WHAT THE TASK ASKS:
Return every one of the following lines with no alteration whatsoever.

Dataset rows on where objects appear
——————————
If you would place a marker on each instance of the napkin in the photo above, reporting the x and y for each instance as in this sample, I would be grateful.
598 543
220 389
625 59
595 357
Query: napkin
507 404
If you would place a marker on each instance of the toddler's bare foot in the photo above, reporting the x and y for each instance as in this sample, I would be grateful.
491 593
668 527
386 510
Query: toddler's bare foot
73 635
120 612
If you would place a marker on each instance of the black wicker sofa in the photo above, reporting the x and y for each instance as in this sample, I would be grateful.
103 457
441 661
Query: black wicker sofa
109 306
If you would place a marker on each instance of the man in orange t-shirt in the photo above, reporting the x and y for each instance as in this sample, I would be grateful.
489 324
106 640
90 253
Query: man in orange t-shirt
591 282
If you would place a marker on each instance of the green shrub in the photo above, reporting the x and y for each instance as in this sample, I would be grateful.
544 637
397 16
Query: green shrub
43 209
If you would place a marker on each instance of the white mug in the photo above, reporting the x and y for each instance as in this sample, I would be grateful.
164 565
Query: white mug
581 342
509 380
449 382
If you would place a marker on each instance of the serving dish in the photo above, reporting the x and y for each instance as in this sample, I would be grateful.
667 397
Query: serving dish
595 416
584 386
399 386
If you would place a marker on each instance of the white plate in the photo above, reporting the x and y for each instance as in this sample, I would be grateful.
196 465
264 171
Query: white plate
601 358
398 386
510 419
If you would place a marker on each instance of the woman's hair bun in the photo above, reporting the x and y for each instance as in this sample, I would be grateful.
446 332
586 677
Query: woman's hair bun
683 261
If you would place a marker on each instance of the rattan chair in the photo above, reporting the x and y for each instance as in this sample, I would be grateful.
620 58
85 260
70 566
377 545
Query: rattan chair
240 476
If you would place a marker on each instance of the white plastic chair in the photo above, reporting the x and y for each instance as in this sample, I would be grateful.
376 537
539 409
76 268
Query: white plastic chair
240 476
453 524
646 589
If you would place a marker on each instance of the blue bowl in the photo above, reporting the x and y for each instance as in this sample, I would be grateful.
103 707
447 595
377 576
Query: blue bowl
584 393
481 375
——————————
ANSWER TO THIS TASK:
If you would place a marker on each instance of the napkin in the photo above, reporting the x and y for each instance as in this sample, I would be grateful.
598 543
220 389
625 59
595 357
Query: napkin
507 404
If you would place a marker on each instance of the toddler's bare foot in the photo above, reporting the x and y for each instance as in this sample, I would be grateful.
491 593
668 527
386 510
Query: toddler's bare foot
73 635
120 612
If you would place a marker on each instance of the black wicker sofa in the photo above, reporting the x and y for each instance as in this sample, I would be grateful.
103 457
441 661
Query: black wicker sofa
109 306
If you would place a marker on each instance of the man in orange t-shirt in the photo above, reporting the x and y for each instance as in this sample, I would be grateful.
489 324
106 640
90 253
Query: man in orange t-shirt
591 282
If you would place a marker on each instance of the green shrub in the photo above, reporting the x and y for each instance as in this sample, I would be grateful.
544 637
397 16
Query: green shrub
43 209
If you would place a marker on each instance of the white mug in the photo above, reporting the x and y for each instance as in this sample, I would be grateful.
164 565
Query: white mug
581 342
509 380
449 382
If you would place a marker on each instance of the serving dish in the photo above, reporting the x and y for each instance as in this sample, I would be grateful.
667 397
Query: serving dish
595 416
584 386
399 386
If you would place a marker on each instance of the white plate in the photo above, reporting the x and y for each instance as in this sample, I would be grateful.
196 465
264 171
Query: white plate
601 358
398 386
510 419
If you would place a marker on each instance of the woman's hair bun in the photo above, reporting the x and y for each instance as in this sample, I would be grateful.
446 332
586 677
Query: woman's hair bun
683 261
If you would place a marker on each instance of the rattan chair in the photo above, reporting the x and y for each instance as in this sample, I would be grateful.
620 58
85 260
70 566
377 545
Query: rattan chair
240 476
If you would place a marker on each instance of the white plastic chair in the photo above, reporting the x and y for each instance as in this sample, I would be grateful.
376 537
539 409
76 268
Query: white plastic chair
240 476
453 524
646 589
If you would place a marker on each instance of the blue bowl in the photo above, reporting the x and y for each instance as in this sample, I would be grateful.
103 707
447 595
377 576
Query: blue bowl
584 393
481 375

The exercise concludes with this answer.